Consegne —
[1] Secondo il brano sulla ristrutturazione dei ruderi, con quale sentenza la Cassazione ha chiarito il concetto di "preesistente consistenza"?
[2] Continua il brano sulla ristrutturazione dei ruderi dopo la sua ultima frase.

Brano proposto —
★ ★ ★ ★
Ristrutturazione dei ruderi: la Cassazione sul concetto di “preesistente consistenza”

La Cassazione, terza sezione penale, con la sentenza dell’11 novembre 2015, n. 45147 ha fornito alcuni chiarimenti sul concetto di “preesistente consistenza” nell’ambito della nuova normativa introdotta dal Decreto Legge 69/2013, convertito in Legge 98/2013 (cd. Decreto fare) sull’inclusione degli interventi di rispristino di edifici crollati o demoliti nell’ambito della ristrutturazione edilizia.

Come è noto l’art. 30, comma 1, lett. a), del Decreto Legge 69/2013, convertito in Legge 98/2013, ha aggiunto all’art. 3, comma 1, lett. d) del Dpr 380/2001 (Testo Unico Edilizia), relativo agli interventi di ristrutturazione edilizia, anche quelli “volti al ripristino di edifici, o parti di essi, eventualmente crollati o demoliti, attraverso la loro ricostruzione, purchè sia possibile accertarne la preesistente consistenza”.

Tale modifica, però, è stato specificato non si applica agli interventi su immobili soggetti a vincolo ai sensi del Dlgs 42/2004 nel caso venga modificata la sagoma dell’edificio. In tali casi la fattispecie continua ad integrare la fattispecie della nuova costruzione.

Con le novità apportate dal Decreto Fare è stata definita in via legislativa una dibattuta questione a livello giurisprudenziale.
★ ★ ★ ★
Dati grezzi —
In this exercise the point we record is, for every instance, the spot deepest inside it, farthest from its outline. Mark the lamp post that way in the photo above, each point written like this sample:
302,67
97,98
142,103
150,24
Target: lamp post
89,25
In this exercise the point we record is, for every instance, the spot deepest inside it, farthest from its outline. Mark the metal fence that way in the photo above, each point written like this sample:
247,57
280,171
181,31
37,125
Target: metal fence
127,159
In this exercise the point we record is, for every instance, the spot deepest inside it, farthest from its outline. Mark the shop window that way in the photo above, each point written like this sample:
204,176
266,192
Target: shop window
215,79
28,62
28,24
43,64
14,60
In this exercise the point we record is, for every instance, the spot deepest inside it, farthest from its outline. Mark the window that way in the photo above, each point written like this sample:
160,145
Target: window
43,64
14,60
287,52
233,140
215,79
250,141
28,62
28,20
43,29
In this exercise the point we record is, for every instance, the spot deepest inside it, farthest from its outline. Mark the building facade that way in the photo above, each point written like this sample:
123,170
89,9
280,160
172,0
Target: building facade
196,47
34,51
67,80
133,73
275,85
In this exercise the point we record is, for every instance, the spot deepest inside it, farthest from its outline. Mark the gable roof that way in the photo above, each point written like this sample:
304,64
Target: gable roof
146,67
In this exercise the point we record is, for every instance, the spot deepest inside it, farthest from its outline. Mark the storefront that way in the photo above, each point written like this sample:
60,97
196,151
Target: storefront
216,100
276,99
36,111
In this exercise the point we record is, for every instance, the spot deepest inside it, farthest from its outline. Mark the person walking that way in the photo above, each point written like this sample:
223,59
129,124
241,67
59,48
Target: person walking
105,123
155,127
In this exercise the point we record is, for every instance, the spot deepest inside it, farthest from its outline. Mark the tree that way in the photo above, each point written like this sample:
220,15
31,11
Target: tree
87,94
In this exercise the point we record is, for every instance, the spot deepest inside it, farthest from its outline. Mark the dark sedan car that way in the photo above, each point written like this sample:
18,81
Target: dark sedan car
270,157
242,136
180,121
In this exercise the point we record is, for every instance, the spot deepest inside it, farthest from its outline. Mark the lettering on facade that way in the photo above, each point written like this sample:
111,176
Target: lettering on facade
★ ★ ★ ★
Raccolta risposte —
[1] Con la sentenza della terza sezione penale dell'11 novembre 2015, n. 45147.

[2]
La giurisprudenza antecedente al Decreto Legge 69/2013, infatti, escludeva la qualificazione come ristrutturazione edilizia di interventi finalizzati a ricostruire edifici allo stato di rudere sul presupposto che la demolizione e successiva ricostruzione richiedesse necessariamente la sussistenza di un  immobile da ristrutturare.

Una struttura identificabile come organismo edilizio del quale rimangano soltanto pochi residui e tracce, la cui opera muraria non consenta, in realtà, la sicura individuazione dei connotati essenziali del manufatto originario e, quindi, la sua fedele ricostruzione, ha portato la giurisprudenza ad essere concorde nel considerare l’immobile un rudere e la relativa ricostruzione come intervento di “nuova costruzione” non equiparabile alla ristrutturazione edilizia (tra le tante Cons. Stato n. 5375/2006; Cassazione n. 45240/2007 etcc), con tutte le conseguenze negative del caso in merito alle disposizioni in tema di distanze, altezze ecc.

Con le modifiche al Testo Unico Edilizia previste dal Decreto legge 69/2013, come convertito nella Legge 98/2013, gli interventi di ripristino di edifici o parti di essi, eventualmente crollati o demoliti, attraverso la loro ricostruzione rientrano nella “ristrutturazione edilizia” purchè sia possibile “accertarne la preesistente consistenza”.

Ciò potrà essere dimostrato, ad esempio, con documentazione fotografica, cartografie etc e fondarsi su dati certi ed obiettivi in base ai quali sia inequivocabilmente individuabile la consistenza del manufatto preesistente (Cassazione, terza sezione, n. 5912/2014; n. 26713/2015).

Sul punto la Cassazione, con la sentenza in commento, ha ulteriormente precisato che l’utilizzazione del termine “consistenza” inevitabilmente include tutte le caratteristiche essenziali dell’edificio preesistente (volumetria, altezza, struttura complessiva, etc.), con la conseguenza che, in mancanza anche di uno solo di tali elementi, necessari per la dovuta attività ricognitiva, dovrà escludersi la sussistenza del requisito richiesto dalla norma.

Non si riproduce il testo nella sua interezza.